## Data
^^^^^^^^^^^^^^^^

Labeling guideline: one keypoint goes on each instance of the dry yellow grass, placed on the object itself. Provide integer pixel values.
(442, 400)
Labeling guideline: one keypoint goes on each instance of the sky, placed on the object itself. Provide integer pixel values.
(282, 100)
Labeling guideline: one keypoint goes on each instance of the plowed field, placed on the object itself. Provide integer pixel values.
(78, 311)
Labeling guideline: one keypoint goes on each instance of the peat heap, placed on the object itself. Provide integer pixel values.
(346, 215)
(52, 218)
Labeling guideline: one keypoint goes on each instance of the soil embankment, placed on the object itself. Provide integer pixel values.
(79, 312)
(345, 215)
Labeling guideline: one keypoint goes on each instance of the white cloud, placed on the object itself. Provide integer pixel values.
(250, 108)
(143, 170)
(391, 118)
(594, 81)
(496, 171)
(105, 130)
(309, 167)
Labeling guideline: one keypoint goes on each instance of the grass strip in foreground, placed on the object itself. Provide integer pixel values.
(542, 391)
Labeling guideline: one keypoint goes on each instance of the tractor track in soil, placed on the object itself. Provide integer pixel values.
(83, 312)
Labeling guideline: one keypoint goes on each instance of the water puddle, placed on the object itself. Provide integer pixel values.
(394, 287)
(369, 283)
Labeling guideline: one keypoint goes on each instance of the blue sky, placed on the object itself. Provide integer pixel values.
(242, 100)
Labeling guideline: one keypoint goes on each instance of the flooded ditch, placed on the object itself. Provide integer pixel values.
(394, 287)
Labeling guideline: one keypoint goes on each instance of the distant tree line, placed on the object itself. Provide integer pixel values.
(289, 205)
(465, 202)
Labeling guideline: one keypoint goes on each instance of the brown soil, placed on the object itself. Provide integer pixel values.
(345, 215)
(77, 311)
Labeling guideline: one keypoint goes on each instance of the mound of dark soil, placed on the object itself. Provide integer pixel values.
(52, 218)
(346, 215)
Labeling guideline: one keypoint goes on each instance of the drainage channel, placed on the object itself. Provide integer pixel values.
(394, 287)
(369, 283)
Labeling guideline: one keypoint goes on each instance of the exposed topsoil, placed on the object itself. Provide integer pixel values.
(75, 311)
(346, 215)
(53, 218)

^^^^^^^^^^^^^^^^

## What is required
Exactly reproduce the lines beginning with the one that contains "of the tractor" and ending with the last line of the material, both included. Leave out everything else.

## Complete answer
Labeling guideline: one keypoint goes on each instance of the tractor track in soil, placed on the object itself. Provide integer pixel values.
(83, 312)
Labeling guideline: one keypoint goes on each instance of the water puddle, placed on the object itself. Provide integer pixel values.
(394, 287)
(369, 283)
Labeling guideline: one keypoint goes on each instance of the blue sky, placed on the object itself. Provide integer pixel values.
(242, 100)
Labeling guideline: one keypoint goes on each instance of the flooded ditch, placed on the object itself. Provide integer pixel values.
(394, 287)
Labeling guideline: one keypoint goes on each instance of the distant tree line, placed on the object itself. Provide integer pixel values.
(289, 205)
(465, 202)
Labeling guideline: one keypoint goes on each instance of the brown soil, placed on the object itself. Provide integer pixel values.
(345, 215)
(77, 311)
Labeling guideline: one keypoint goes on each instance of the mound of dark soil, placed on the object itself. Provide integer pixel values.
(52, 218)
(346, 215)
Labeling guideline: one keypoint goes on each instance of the drainage channel, placed on the object itself. Provide integer pixel values.
(394, 287)
(369, 283)
Labeling guideline: one keypoint goes on each instance of the exposed topsoil, placed on the object itself. Provide integer pixel values.
(75, 311)
(346, 215)
(53, 218)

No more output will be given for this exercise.